Every entry should be repeated exactly as written.

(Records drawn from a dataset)
=====
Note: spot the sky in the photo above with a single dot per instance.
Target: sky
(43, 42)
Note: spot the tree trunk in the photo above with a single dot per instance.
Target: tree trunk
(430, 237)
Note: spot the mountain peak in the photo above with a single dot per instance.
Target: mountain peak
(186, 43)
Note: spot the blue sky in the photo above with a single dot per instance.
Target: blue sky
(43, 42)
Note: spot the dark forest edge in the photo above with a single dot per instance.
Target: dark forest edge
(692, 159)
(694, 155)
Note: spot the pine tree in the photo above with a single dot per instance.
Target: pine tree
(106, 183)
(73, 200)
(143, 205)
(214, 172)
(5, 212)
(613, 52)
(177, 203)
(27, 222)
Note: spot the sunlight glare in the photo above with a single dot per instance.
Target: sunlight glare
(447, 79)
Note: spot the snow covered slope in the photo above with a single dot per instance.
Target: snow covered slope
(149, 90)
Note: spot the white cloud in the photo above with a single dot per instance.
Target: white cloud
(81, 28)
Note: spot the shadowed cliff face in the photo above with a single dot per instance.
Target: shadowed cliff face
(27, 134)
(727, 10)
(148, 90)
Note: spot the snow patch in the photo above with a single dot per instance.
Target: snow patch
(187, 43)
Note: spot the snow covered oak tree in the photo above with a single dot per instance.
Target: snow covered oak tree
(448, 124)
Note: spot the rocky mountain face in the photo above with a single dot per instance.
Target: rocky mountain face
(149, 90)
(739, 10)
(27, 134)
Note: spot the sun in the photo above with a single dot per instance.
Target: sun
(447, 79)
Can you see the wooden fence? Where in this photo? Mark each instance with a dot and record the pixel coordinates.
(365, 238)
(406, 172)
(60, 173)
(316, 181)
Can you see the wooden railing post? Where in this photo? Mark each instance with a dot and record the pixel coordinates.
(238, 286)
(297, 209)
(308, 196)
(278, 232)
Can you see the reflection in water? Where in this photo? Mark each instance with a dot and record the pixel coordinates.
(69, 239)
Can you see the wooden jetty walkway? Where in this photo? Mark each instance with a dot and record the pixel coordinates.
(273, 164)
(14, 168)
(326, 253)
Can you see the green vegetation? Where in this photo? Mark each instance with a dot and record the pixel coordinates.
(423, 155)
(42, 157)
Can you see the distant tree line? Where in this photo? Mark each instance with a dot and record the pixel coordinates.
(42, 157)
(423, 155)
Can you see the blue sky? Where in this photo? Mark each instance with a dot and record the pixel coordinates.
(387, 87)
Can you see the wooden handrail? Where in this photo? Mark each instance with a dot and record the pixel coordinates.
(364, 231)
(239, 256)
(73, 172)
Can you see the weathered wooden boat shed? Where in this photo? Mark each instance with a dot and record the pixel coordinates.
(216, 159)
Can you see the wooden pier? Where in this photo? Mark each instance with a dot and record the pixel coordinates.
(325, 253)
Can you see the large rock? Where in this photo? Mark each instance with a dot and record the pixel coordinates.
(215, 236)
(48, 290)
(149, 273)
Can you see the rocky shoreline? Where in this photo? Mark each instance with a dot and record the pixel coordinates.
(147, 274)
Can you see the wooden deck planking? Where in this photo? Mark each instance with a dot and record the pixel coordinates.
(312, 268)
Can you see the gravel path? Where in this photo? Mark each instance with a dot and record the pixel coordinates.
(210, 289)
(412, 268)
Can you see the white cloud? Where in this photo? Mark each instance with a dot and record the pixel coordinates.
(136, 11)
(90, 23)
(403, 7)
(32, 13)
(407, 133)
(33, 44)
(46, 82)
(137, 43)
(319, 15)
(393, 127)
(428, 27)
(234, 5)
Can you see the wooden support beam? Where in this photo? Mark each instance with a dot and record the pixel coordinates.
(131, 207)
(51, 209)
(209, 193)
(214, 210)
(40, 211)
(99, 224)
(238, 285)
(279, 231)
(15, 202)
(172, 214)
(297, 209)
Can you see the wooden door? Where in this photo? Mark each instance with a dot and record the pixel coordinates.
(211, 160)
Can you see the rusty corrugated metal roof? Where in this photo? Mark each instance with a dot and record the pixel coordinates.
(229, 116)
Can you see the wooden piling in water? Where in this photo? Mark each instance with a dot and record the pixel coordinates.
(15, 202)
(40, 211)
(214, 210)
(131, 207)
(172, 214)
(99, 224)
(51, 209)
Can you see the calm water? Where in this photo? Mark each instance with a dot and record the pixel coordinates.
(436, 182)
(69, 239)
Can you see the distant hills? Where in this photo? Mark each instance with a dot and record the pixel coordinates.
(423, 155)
=====
(Worked solution)
Note: spot the sky in the photo above with a single dot per instance.
Target: sky
(43, 42)
Note: spot the tree trunk in the photo above with a single dot per instance.
Target: tree trunk
(430, 237)
Note: spot the mountain peak in the photo above with a single dot per instance.
Target: mountain peak
(186, 43)
Note: spot the blue sky in the photo above with a single dot per instance.
Target: blue sky
(43, 42)
Note: spot the dark forest edge in the photo above with a single dot per instance.
Target: dark forest edge
(692, 159)
(694, 155)
Note: spot the pine tree in the photo above with a single dot per instance.
Target: pine tree
(106, 183)
(73, 200)
(143, 205)
(214, 172)
(5, 212)
(613, 52)
(177, 203)
(27, 222)
Note: spot the sunlight glare in the photo above with a single dot per instance.
Target: sunlight glare
(447, 79)
Note: spot the snow covered slope in the photo above with a single dot per instance.
Target: snow covered slope
(149, 90)
Note: spot the white cloud in the photo above with a single dot per instance.
Target: white cloud
(81, 28)
Note: spot the shadowed cliff face in the photo above with a single dot per instance.
Target: shadowed cliff face
(27, 134)
(727, 10)
(148, 90)
Note: spot the snow patch in the photo above with a single dot per instance.
Target: snow patch
(187, 43)
Note: spot the snow covered oak tree in the photo above with a single dot per instance.
Target: snow covered oak tree
(448, 124)
Note: spot the rocky mountain face in the photo above with a single dot per instance.
Target: rocky mountain face
(149, 90)
(739, 10)
(27, 134)
Note: spot the sun in the photo above with a single dot per instance.
Target: sun
(447, 79)
Can you see the wooden fence? Where in this photo? Mark each instance with a dot and record the pixel coordinates.
(365, 238)
(406, 172)
(60, 173)
(316, 181)
Can you see the wooden railing post? Where in this photo? Mark each instance with a dot and record the pixel coordinates.
(238, 286)
(297, 209)
(308, 196)
(278, 232)
Can you see the reflection in water? Where in this photo? Mark each instance with a dot and record the pixel coordinates.
(69, 239)
Can you see the wooden jetty walkway? Where in this photo? Mark each instance with a dot and record the pixel coordinates.
(273, 164)
(14, 168)
(326, 253)
Can you see the green vegetation? Where in this photo? Mark each instance with a dot and record the pixel coordinates.
(423, 155)
(42, 157)
Can you see the distant tree line? Where in this photo? Mark each instance with a dot and record the pixel coordinates.
(42, 157)
(423, 155)
Can you see the blue sky? Where in this photo? Mark each instance with a dot and record the pixel coordinates.
(387, 87)
Can you see the wooden handrail? Where in this photo? Mark each instance with a dot and record the pixel coordinates.
(364, 231)
(239, 256)
(73, 172)
Can you see the weathered wooden boat shed? Where in this photo? Mark each instance with a dot and record the pixel coordinates.
(216, 159)
Can you see the wooden pier? Where in this photo? Mark each instance with a dot and record the pixel coordinates.
(325, 253)
Can you see the large rock? Where in this photo? Mark each instance with a dot and record the pixel coordinates.
(215, 236)
(48, 290)
(149, 273)
Can you see the rocky shoreline? Where in this photo? Mark each instance with a dot and record the pixel coordinates.
(147, 274)
Can you see the wooden deck planking? Where in this photo? Mark each instance with a dot and record the pixel coordinates.
(312, 268)
Can you see the gravel path? Where in this photo? Mark each instance with a dot and record the pixel coordinates.
(210, 289)
(412, 268)
Can you see the white cloud? Where in this photo? Mark each instance with a dot and record the pixel coordinates.
(136, 11)
(90, 23)
(403, 7)
(32, 13)
(407, 133)
(33, 44)
(46, 82)
(137, 43)
(319, 15)
(393, 127)
(428, 27)
(234, 5)
Can you see the wooden support beam? Where in this photo? Mark each instance with a dot and record the pixel coordinates.
(131, 207)
(51, 209)
(209, 193)
(214, 210)
(40, 211)
(99, 224)
(238, 285)
(279, 231)
(15, 202)
(172, 214)
(297, 209)
Can you see the wooden door? Where in this photo? Mark each instance with a dot and record the pixel coordinates.
(211, 160)
Can you see the rusty corrugated metal roof? Where in this photo? Mark each instance with a dot and record the pixel coordinates.
(229, 116)
Can you see the wooden piling in water? Where in this photo? Mark each instance with a dot and record the pixel coordinates.
(15, 202)
(40, 211)
(214, 210)
(131, 207)
(172, 214)
(99, 224)
(51, 209)
Can you see the calm water? Where in this photo? Mark each instance with a dot and record the pixel coordinates.
(436, 182)
(69, 239)
Can you see the distant hills? Where in this photo? Mark each instance with a dot and record the pixel coordinates.
(423, 155)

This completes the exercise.